Questa riflessione (di una persona che stimo moltissimo) sembra banale, superficiale, ovvia... ma nasconde un ben più profondo aspetto di quella che recentemente ho sentito definire - non del tutto a sproposito - "filosofia della fotografia".
Non solo noi consideriamo "realistica" una foto in bianco e nero d'epoca, non solo nessuno mai penserebbe di dire che una foto è veritiera o falsa solo perché è in bianconero o a colori, ma più o meno inconsciamente attribuiamo alle foto in BN un valore diverso, una diversa patente, di artisticità da un lato e di maggior valore giornalistico dall'altro.

Alzi la mano chi davanti ad una foto poco soddisfacente non ha mai sentito dire o non ha mai detto "prova a convertirla in BN"!!! Come se una brutta foto si nobilitasse per il solo fatto di perdere i colori... Senza voler entrare nella polemica (a mio parere sterile e "fuori bersaglio") sulla validità del BN in digitale, una foto in BN, che sia acquisita su pellicola o con un sensore elettronico, nasce (o dovrebbe nascere, come qualsiasi foto) nella testa del fotografo già in BN, un po' come Atena che nacque già adulta dalla testa di Zeus.

# Dati forniti:
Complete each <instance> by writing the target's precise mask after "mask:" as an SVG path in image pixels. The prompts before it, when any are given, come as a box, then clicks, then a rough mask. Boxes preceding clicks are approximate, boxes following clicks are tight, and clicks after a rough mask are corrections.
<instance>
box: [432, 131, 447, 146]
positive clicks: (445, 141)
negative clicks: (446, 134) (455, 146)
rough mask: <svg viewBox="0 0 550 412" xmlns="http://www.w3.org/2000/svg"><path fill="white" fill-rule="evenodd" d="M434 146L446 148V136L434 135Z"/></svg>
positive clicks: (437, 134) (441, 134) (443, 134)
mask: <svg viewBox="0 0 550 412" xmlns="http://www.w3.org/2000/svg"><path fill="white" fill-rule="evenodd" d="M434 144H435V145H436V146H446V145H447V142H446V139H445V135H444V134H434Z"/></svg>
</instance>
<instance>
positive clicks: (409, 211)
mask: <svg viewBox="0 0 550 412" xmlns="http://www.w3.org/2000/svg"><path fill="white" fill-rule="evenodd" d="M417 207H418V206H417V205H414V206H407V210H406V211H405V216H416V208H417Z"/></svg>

# Compito 1:
Riporti fedelmente il passo del testo sulla fotografia in bianco e nero da "Non solo noi" a "testa di Zeus.".
# Compito 2:
Riprenda il testo sulla fotografia in bianco e nero e lo prosegua dal punto in cui termina.
I dati non hanno alcun ruolo in questo lavoro.

# Risposta scritta 1:
Non solo noi consideriamo "realistica" una foto in bianco e nero d'epoca, non solo nessuno mai penserebbe di dire che una foto è veritiera o falsa solo perché è in bianconero o a colori, ma più o meno inconsciamente attribuiamo alle foto in BN un valore diverso, una diversa patente, di artisticità da un lato e di maggior valore giornalistico dall'altro.

Alzi la mano chi davanti ad una foto poco soddisfacente non ha mai sentito dire o non ha mai detto "prova a convertirla in BN"!!! Come se una brutta foto si nobilitasse per il solo fatto di perdere i colori... Senza voler entrare nella polemica (a mio parere sterile e "fuori bersaglio") sulla validità del BN in digitale, una foto in BN, che sia acquisita su pellicola o con un sensore elettronico, nasce (o dovrebbe nascere, come qualsiasi foto) nella testa del fotografo già in BN, un po' come Atena che nacque già adulta dalla testa di Zeus.

# Risposta scritta 2:
L'idea sarebbe, immagino, che essendo il BN meno vicino all'apparenza della nostra esperienza quotidiana, è più facilmente svincolabile dall'obbligo di verità (chi ha letto il mio post di pochi giorni fa saprà cosa penso della verità  della realtà in fotografia), di pura ed obiettiva (e come no!) documentazione; e così, si pensa che automaticamente porti ad essere artisti. 
E quindi torniamo a quel che ho scritto poche righe più su: una foto o un dipinto, o una scultura, o un romanzo, nascono già come tali nella testa dell'autore, che poi correggerà, limerà, nel tempo magari modificherà con nuove versioni (vogliamo citare il buon Manzoni? o, per restare in fotografia, Ansel Adams?), ma se si parte con un romanzo, non se ne fa una poesia, e certo non perché come romanzo lascia a desiderare.

E poi, all'opposto, ci sono quelli che considerano seria, degna, valida la fotografia di reportage (qualsiasi cosa significhi reportage) solo ed unicamente se in BN.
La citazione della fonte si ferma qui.